Exercise prompt ->
Exactly the lines from the start of the data below through the line that contains "like [630, 968]." are to be copied, with pictures left out.

Record excerpts ->
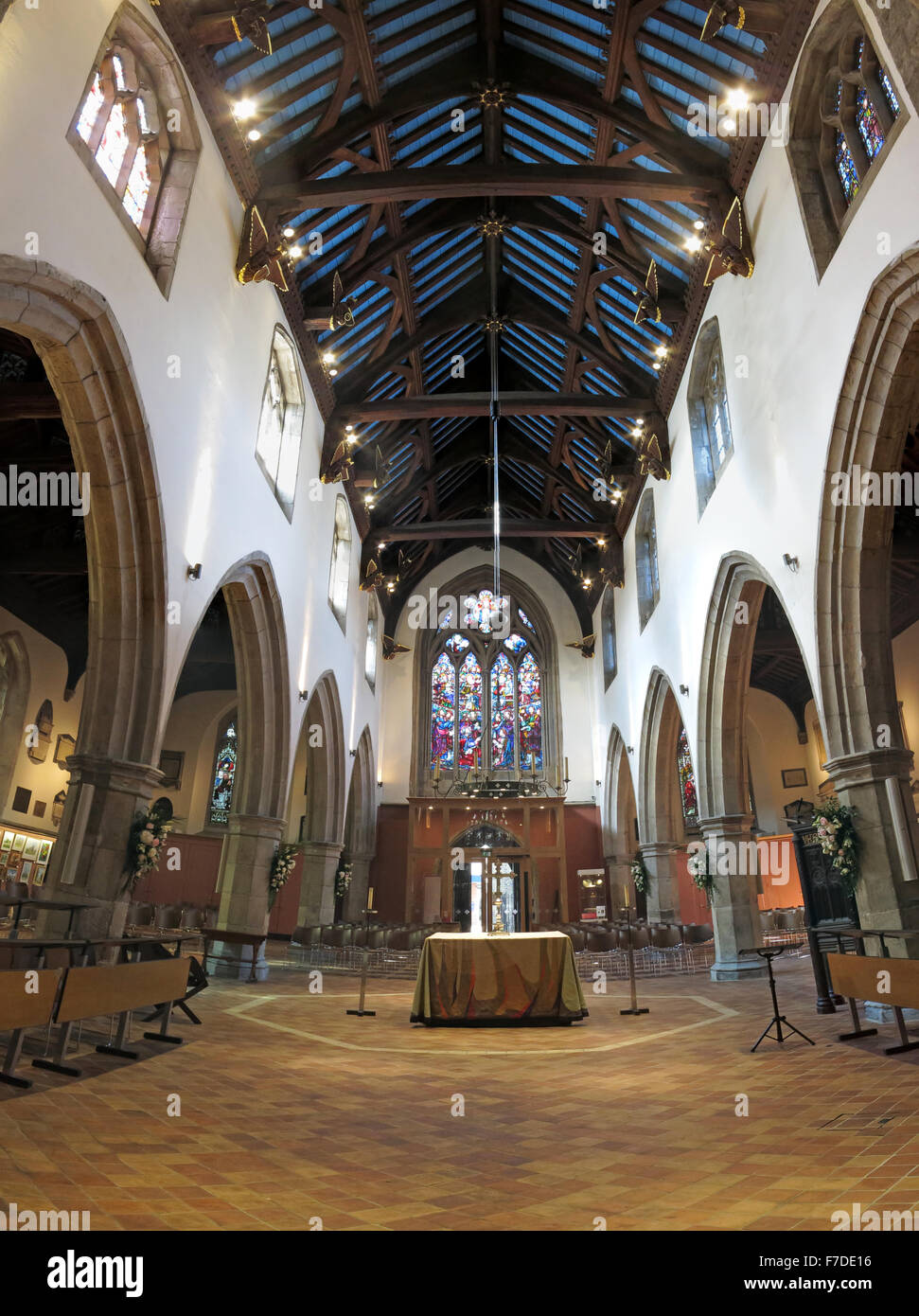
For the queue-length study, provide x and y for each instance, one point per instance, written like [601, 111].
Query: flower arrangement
[838, 839]
[344, 880]
[281, 867]
[145, 845]
[639, 873]
[699, 870]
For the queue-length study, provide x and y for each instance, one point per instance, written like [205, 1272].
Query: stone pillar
[877, 786]
[317, 884]
[733, 863]
[91, 853]
[355, 900]
[249, 847]
[663, 890]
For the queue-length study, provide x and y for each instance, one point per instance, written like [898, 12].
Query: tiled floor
[292, 1111]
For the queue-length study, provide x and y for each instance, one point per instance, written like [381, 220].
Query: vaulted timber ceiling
[458, 161]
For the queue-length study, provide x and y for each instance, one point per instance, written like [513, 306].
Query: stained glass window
[889, 92]
[114, 146]
[869, 125]
[688, 799]
[122, 131]
[91, 107]
[530, 712]
[138, 187]
[225, 773]
[503, 714]
[443, 702]
[469, 711]
[848, 175]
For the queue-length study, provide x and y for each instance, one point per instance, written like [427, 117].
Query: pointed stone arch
[112, 776]
[14, 685]
[868, 761]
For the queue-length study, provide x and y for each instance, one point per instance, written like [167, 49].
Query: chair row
[63, 996]
[376, 937]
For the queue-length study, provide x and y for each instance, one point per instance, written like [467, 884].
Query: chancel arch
[865, 589]
[318, 799]
[88, 368]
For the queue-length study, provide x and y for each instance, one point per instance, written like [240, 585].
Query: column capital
[872, 765]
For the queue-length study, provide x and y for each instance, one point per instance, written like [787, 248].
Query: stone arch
[871, 768]
[325, 765]
[14, 685]
[88, 366]
[727, 651]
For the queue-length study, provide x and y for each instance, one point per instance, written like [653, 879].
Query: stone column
[317, 884]
[877, 786]
[249, 847]
[355, 900]
[733, 863]
[90, 857]
[663, 890]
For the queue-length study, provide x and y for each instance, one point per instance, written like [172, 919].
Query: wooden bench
[115, 989]
[256, 940]
[858, 977]
[27, 1001]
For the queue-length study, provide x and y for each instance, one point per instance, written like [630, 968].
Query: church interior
[459, 614]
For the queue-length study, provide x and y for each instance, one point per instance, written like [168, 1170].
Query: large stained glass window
[486, 692]
[503, 714]
[530, 714]
[686, 776]
[121, 129]
[869, 125]
[225, 775]
[469, 712]
[443, 707]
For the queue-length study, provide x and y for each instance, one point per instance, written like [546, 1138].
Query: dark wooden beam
[479, 404]
[509, 179]
[484, 529]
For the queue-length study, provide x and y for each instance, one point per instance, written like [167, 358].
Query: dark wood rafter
[574, 132]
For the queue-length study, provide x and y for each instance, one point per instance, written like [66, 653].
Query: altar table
[522, 978]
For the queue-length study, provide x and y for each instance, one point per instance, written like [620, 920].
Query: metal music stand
[769, 953]
[361, 1009]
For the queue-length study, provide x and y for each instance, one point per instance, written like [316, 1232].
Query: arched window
[486, 692]
[709, 418]
[686, 779]
[370, 649]
[845, 112]
[645, 559]
[134, 128]
[225, 773]
[280, 422]
[608, 625]
[341, 562]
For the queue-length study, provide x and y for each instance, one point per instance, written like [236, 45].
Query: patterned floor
[294, 1113]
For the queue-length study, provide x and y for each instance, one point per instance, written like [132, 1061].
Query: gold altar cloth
[472, 978]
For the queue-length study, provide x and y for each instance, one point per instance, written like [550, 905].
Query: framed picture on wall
[64, 748]
[171, 763]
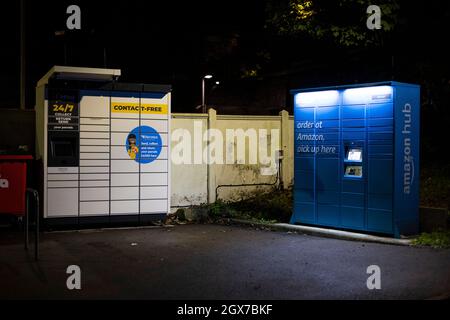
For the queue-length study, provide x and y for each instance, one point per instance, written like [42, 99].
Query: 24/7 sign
[62, 116]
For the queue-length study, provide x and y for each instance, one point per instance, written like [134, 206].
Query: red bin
[13, 183]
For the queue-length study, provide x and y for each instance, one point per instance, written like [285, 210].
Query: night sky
[151, 41]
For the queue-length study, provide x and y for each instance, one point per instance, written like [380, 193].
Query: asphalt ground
[216, 262]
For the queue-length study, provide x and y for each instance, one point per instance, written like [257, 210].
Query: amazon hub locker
[357, 157]
[104, 147]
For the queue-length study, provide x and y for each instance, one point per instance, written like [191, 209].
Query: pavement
[216, 262]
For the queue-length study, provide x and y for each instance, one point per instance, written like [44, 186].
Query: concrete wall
[194, 184]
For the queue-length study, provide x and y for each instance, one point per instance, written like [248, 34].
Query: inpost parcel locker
[104, 147]
[357, 157]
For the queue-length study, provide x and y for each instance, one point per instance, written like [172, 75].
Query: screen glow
[367, 95]
[317, 98]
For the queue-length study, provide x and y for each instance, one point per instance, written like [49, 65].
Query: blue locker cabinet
[357, 157]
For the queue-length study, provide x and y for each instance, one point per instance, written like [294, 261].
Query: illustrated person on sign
[132, 147]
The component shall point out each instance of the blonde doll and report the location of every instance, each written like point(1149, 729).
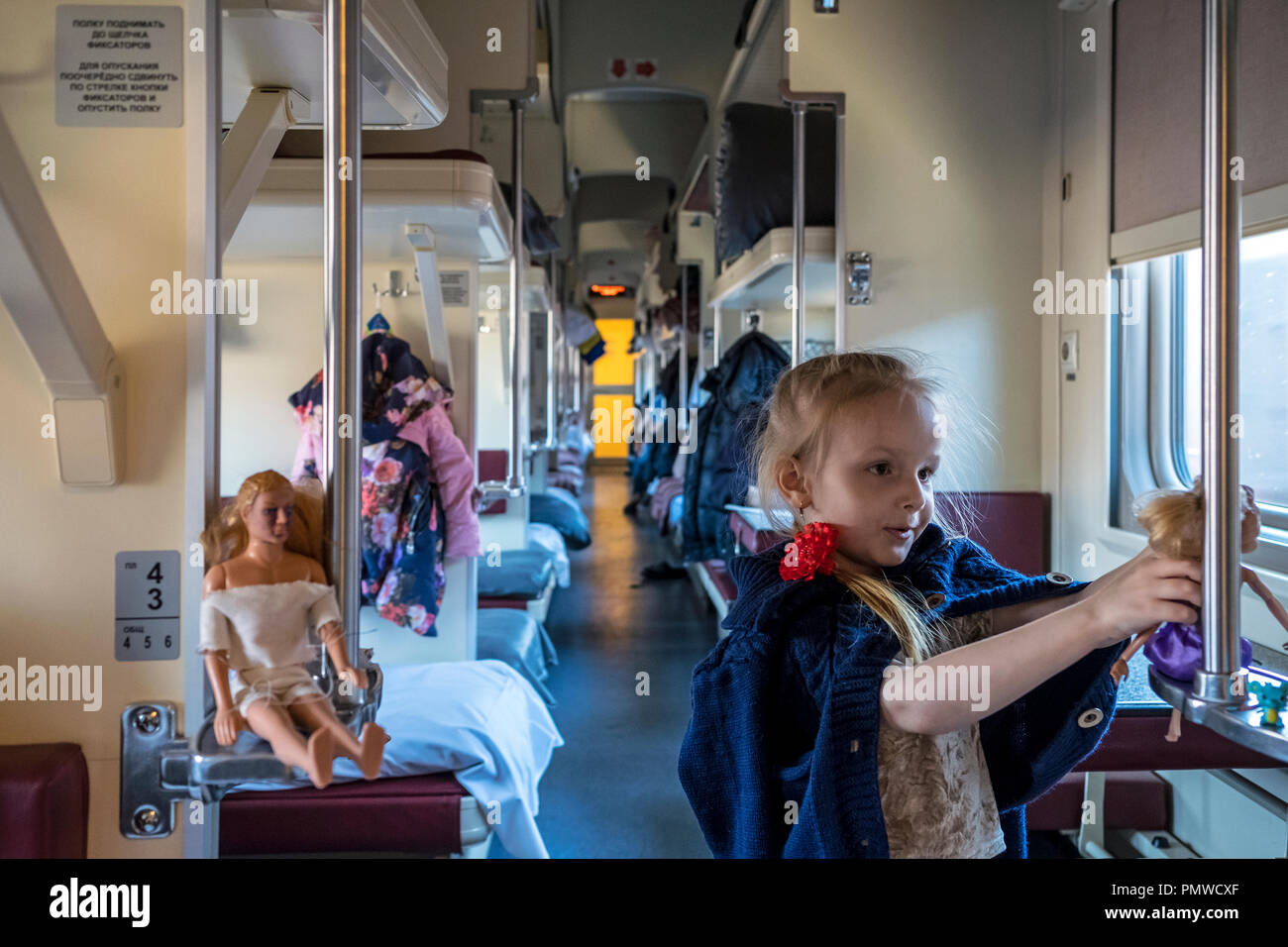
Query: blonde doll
point(1173, 519)
point(265, 589)
point(806, 738)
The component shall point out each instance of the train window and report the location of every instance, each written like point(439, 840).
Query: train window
point(1157, 385)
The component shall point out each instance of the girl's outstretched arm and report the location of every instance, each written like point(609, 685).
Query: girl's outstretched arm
point(967, 684)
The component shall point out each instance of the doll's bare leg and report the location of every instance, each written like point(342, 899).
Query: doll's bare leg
point(368, 754)
point(269, 720)
point(1120, 668)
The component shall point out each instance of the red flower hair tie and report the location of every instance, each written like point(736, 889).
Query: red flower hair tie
point(809, 552)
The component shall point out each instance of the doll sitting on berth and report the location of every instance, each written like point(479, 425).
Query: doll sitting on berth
point(265, 589)
point(1175, 522)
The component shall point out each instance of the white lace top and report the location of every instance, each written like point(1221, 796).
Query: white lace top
point(266, 625)
point(935, 791)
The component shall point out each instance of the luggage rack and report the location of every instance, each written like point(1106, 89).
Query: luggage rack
point(159, 767)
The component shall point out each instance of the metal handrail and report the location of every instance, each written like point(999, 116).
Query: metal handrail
point(342, 447)
point(800, 101)
point(1222, 232)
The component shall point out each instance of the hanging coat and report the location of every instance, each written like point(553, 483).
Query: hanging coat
point(417, 496)
point(719, 470)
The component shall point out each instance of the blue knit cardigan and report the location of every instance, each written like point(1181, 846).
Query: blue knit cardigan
point(786, 707)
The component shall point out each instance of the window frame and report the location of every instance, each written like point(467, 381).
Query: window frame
point(1147, 402)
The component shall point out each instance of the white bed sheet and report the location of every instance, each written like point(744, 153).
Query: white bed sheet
point(480, 719)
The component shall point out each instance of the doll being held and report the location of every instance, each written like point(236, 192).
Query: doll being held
point(1175, 522)
point(265, 589)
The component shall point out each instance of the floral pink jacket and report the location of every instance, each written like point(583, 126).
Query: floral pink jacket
point(454, 471)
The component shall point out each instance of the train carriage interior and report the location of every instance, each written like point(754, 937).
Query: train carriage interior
point(395, 395)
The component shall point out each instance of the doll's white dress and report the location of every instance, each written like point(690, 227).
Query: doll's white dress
point(265, 631)
point(936, 796)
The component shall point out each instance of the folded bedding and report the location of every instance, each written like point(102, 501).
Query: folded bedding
point(520, 574)
point(558, 508)
point(480, 719)
point(545, 536)
point(520, 641)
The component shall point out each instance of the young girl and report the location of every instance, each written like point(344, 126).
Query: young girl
point(810, 733)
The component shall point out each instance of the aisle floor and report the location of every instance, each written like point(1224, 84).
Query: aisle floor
point(612, 789)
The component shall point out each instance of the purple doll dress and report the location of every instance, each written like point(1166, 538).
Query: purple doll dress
point(1177, 650)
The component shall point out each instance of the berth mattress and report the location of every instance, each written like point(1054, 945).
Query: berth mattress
point(480, 719)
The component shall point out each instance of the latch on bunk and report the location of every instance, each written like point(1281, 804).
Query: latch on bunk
point(859, 279)
point(160, 767)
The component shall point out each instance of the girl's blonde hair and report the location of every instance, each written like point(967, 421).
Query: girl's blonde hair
point(797, 425)
point(226, 536)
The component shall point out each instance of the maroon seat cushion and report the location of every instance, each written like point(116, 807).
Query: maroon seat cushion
point(44, 801)
point(522, 604)
point(410, 813)
point(1132, 800)
point(1134, 741)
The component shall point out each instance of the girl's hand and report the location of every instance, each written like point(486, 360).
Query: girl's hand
point(355, 676)
point(227, 723)
point(1141, 594)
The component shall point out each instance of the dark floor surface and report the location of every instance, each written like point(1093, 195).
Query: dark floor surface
point(612, 789)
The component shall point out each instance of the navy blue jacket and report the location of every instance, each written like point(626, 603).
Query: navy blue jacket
point(786, 707)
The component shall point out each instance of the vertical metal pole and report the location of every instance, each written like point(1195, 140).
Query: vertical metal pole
point(838, 227)
point(576, 382)
point(798, 232)
point(1222, 232)
point(519, 339)
point(683, 394)
point(343, 274)
point(550, 357)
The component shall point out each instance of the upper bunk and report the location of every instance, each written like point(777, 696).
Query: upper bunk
point(278, 44)
point(456, 197)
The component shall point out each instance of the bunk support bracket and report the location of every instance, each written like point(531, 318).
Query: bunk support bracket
point(58, 324)
point(800, 101)
point(421, 239)
point(248, 151)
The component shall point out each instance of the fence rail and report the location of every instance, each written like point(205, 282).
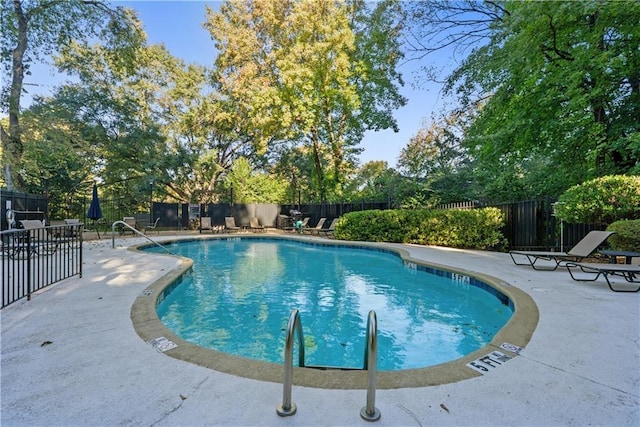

Solution to the problem ->
For the queue-length study, provide x and y for each instance, one point per instance, written like [601, 111].
Query: flower arrangement
[838, 839]
[344, 880]
[281, 867]
[145, 845]
[639, 873]
[699, 870]
For the queue-length study, provide x and y for each instance, one point per instance, written like [205, 1272].
Query: stone pillar
[877, 786]
[317, 884]
[733, 863]
[91, 853]
[355, 900]
[249, 847]
[663, 890]
For the queue-length study, provide x and y for each instance, one point per instance, written like [898, 12].
Query: tiled floor
[292, 1111]
For the queue-length study, provide x and y for each instance, one point per instance, written like [381, 220].
Query: vaulted timber ceiling
[458, 161]
For the queue-length study, provide x and y for each instance, one point per instance, written like [513, 306].
Query: stained glass window
[889, 92]
[114, 146]
[869, 125]
[688, 799]
[122, 131]
[91, 107]
[530, 712]
[138, 187]
[225, 773]
[503, 714]
[443, 702]
[469, 711]
[848, 175]
For the queue-length study, provide x and y for each instance, one point per instance, written like [427, 117].
Query: pointed stone arch
[112, 776]
[14, 685]
[868, 761]
For the queue-length study, provide x and y for each instance, one point per instance, written like [167, 49].
Query: chair row
[63, 996]
[376, 937]
For the queue-length study, provide x and y for each instance, one point per instance, written like [467, 884].
Query: chancel arch
[865, 589]
[318, 799]
[88, 368]
For the queue-length study, provide x and y for each instance, one point per instance, written like [240, 585].
Query: column capital
[872, 765]
For the queue-length study, provide x and y for each instance, one point per instance, written like [787, 248].
Query: stone arch
[871, 768]
[325, 765]
[14, 685]
[88, 366]
[727, 651]
For the queue-length study, provide x and y for each instance, one point per instance, written like [653, 879].
Query: stone column
[317, 884]
[877, 786]
[249, 847]
[355, 900]
[733, 863]
[90, 857]
[663, 890]
For the queue-length study, provide x and y for each instance, one point per instance, written like [172, 919].
Query: wooden bench
[115, 989]
[256, 940]
[858, 977]
[27, 1001]
For the queue-length study, provide x and y for each instance, one point per instance, written like [630, 968].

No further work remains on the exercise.